**TASK TO CARRY OUT**
Write out, please, each line from the one containing "Help me locate the night" to the final line of the data, both included, exactly and without pictures.

**EXTRACTED DATA**
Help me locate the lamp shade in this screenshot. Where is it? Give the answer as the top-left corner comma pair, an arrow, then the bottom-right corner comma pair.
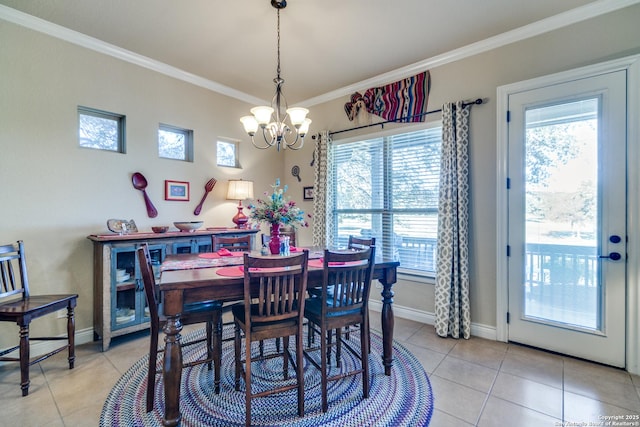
286,107 -> 309,126
240,116 -> 259,135
250,106 -> 274,126
226,180 -> 254,201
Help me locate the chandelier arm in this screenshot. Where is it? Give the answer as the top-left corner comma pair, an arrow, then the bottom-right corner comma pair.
250,128 -> 275,150
281,130 -> 304,150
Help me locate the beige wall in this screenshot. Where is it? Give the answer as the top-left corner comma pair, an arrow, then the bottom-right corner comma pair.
0,21 -> 286,349
284,4 -> 640,332
1,4 -> 639,351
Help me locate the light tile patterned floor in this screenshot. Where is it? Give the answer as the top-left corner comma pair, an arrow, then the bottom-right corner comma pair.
1,314 -> 639,426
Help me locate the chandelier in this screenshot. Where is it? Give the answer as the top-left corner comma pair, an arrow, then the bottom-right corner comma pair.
240,0 -> 311,151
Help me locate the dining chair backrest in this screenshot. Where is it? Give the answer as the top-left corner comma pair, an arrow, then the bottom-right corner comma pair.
261,229 -> 296,247
320,247 -> 375,318
212,234 -> 252,252
242,250 -> 309,326
137,245 -> 160,325
0,241 -> 30,300
348,235 -> 376,251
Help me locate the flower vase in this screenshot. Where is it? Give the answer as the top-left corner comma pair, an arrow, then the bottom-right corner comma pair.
269,223 -> 281,255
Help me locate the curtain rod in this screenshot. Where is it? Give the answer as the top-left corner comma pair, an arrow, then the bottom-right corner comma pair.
322,98 -> 484,138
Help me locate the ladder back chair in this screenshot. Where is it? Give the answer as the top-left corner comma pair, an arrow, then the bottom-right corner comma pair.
212,234 -> 252,252
233,250 -> 309,427
303,246 -> 375,412
137,245 -> 222,412
261,228 -> 296,247
0,240 -> 78,396
309,236 -> 376,350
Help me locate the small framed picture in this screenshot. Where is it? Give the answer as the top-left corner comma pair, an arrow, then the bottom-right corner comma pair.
165,180 -> 190,201
303,186 -> 314,201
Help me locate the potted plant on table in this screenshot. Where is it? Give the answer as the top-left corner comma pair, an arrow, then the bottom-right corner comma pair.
248,179 -> 309,254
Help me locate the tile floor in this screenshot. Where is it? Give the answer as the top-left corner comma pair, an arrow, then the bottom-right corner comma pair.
1,314 -> 639,426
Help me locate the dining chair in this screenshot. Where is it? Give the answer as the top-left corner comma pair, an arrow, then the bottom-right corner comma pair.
308,236 -> 376,350
303,246 -> 375,412
212,234 -> 252,252
137,245 -> 222,413
233,250 -> 309,427
0,240 -> 78,396
261,228 -> 296,247
348,235 -> 376,251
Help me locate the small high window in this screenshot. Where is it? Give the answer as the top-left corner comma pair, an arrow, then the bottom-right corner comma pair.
159,124 -> 193,161
78,106 -> 125,152
217,139 -> 240,168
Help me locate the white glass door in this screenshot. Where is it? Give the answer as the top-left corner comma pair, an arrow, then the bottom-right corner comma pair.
507,70 -> 627,367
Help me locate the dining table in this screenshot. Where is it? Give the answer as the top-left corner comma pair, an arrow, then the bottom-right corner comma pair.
158,249 -> 400,427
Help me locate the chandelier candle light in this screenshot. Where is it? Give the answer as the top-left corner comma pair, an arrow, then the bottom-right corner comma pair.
226,179 -> 254,229
240,0 -> 311,151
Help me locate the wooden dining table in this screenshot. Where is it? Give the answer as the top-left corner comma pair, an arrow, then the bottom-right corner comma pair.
158,249 -> 400,427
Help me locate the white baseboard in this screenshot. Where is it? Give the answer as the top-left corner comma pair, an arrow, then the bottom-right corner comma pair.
368,300 -> 497,341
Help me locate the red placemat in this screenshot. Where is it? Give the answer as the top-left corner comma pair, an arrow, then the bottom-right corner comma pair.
216,266 -> 244,277
198,252 -> 220,259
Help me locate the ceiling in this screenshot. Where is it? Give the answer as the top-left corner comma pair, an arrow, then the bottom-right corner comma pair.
1,0 -> 633,106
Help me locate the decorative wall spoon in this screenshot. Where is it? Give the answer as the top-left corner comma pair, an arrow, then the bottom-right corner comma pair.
193,178 -> 217,215
131,172 -> 158,218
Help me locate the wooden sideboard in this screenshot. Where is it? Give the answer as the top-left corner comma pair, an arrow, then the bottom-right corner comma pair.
87,228 -> 259,351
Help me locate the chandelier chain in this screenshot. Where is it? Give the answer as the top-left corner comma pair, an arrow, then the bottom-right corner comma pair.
239,0 -> 310,151
276,9 -> 281,78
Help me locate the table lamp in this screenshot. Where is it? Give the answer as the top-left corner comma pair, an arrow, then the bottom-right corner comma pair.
226,179 -> 254,228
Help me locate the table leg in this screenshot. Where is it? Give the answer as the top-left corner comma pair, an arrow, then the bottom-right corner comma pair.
380,276 -> 395,376
163,314 -> 183,427
213,310 -> 222,394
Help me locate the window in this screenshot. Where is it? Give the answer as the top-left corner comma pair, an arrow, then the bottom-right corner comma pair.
217,139 -> 240,168
159,124 -> 193,161
78,106 -> 125,152
332,125 -> 441,277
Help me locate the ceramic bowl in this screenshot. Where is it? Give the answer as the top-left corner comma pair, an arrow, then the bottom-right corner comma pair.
151,226 -> 169,233
173,221 -> 203,232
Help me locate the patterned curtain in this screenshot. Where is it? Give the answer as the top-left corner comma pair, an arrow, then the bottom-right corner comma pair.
434,101 -> 471,339
312,131 -> 334,247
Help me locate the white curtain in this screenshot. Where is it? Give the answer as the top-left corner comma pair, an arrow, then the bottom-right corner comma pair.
434,101 -> 471,339
312,130 -> 334,247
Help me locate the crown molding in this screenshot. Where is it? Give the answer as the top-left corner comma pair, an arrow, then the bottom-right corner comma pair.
2,0 -> 639,107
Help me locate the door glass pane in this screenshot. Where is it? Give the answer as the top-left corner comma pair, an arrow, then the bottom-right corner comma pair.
523,98 -> 600,331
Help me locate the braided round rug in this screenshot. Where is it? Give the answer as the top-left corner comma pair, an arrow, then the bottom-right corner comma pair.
100,327 -> 433,426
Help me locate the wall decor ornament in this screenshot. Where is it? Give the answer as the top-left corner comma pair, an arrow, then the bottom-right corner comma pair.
165,180 -> 190,201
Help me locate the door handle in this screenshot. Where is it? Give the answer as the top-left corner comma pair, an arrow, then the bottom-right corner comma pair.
599,252 -> 622,261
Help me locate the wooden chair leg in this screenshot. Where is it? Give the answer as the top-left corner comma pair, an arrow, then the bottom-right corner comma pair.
361,321 -> 370,398
234,325 -> 241,392
336,328 -> 342,368
67,305 -> 76,369
19,324 -> 30,397
296,332 -> 305,417
282,336 -> 289,380
146,326 -> 159,412
206,319 -> 213,372
320,325 -> 328,413
244,334 -> 252,427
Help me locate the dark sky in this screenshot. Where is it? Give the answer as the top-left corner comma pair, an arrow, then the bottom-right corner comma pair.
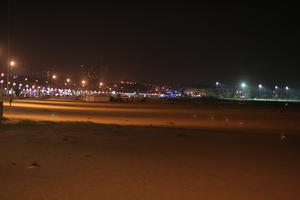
0,2 -> 299,85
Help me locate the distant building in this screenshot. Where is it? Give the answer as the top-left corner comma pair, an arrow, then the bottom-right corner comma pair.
183,88 -> 217,98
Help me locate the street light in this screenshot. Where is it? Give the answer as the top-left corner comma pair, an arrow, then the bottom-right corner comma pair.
216,81 -> 219,86
10,61 -> 15,67
66,78 -> 71,83
285,86 -> 289,91
6,60 -> 16,96
241,82 -> 246,89
259,84 -> 263,89
81,80 -> 86,87
50,75 -> 57,91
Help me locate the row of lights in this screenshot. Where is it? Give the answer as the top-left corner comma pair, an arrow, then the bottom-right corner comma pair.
51,75 -> 103,87
216,82 -> 289,91
1,73 -> 103,88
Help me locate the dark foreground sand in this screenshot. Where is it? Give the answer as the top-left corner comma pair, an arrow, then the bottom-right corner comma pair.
0,121 -> 299,200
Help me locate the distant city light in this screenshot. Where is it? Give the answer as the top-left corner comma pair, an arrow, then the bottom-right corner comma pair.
52,75 -> 57,79
66,78 -> 71,83
216,81 -> 219,86
259,84 -> 263,89
275,86 -> 278,90
285,86 -> 289,91
1,73 -> 4,77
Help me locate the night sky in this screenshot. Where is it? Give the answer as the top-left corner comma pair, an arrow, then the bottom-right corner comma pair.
0,2 -> 299,85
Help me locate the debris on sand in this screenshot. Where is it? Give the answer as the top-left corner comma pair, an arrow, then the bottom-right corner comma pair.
27,162 -> 41,169
280,132 -> 287,141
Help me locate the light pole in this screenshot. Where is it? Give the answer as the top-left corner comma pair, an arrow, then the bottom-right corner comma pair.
258,84 -> 263,98
51,75 -> 57,87
0,73 -> 4,96
50,75 -> 57,95
240,82 -> 246,98
82,80 -> 86,88
215,81 -> 220,98
6,60 -> 15,96
99,82 -> 103,92
285,86 -> 289,99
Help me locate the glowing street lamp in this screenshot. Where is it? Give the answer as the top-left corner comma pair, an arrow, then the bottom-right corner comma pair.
81,80 -> 86,87
6,60 -> 16,95
216,81 -> 219,86
275,86 -> 278,90
285,86 -> 289,91
241,82 -> 246,89
66,78 -> 71,83
52,75 -> 57,79
99,82 -> 103,86
258,84 -> 263,89
10,61 -> 15,67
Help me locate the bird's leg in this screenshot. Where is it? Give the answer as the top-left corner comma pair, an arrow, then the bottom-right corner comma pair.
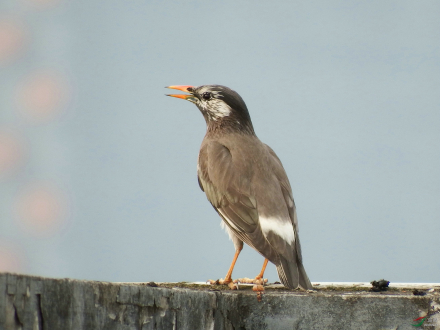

**TASK ANSWER**
Help me locate the night sky in this screenshot. Where is it? Give the answer as the top-left corner comma pair, an arrow, then the bottom-right corner comma pair.
0,2 -> 299,85
Help me locate the debris on sand in this screenshot. Where is it? Give the answer as the top-left corner comma pair, an arrow, then the bottom-right corner comma pair.
27,162 -> 41,169
280,132 -> 287,141
Help me locate the light pole in this screenshot. Where is it? Give the answer as the top-left corner comma pair, an arrow, then the bottom-right corner comma pair.
258,84 -> 263,98
51,75 -> 57,87
0,73 -> 4,96
50,75 -> 57,95
240,82 -> 246,98
82,80 -> 86,88
215,81 -> 220,98
6,60 -> 15,96
99,82 -> 103,92
285,86 -> 289,99
Help me locate the glowing street lamp in this screenshot. Where is it? Give the answer as the top-left corner comma pair, an arrow, then the bottom-right corner comma pair.
81,80 -> 86,87
6,60 -> 16,95
216,81 -> 219,86
275,86 -> 278,90
285,86 -> 289,91
241,82 -> 246,89
66,78 -> 71,83
52,75 -> 57,79
99,82 -> 103,86
258,84 -> 263,89
10,61 -> 15,67
Help me locate the bird's leg in this screenshot. Where is it? Give the answer as the top-left corner comma pair, an arrow, then the bottom-right corner comma pair.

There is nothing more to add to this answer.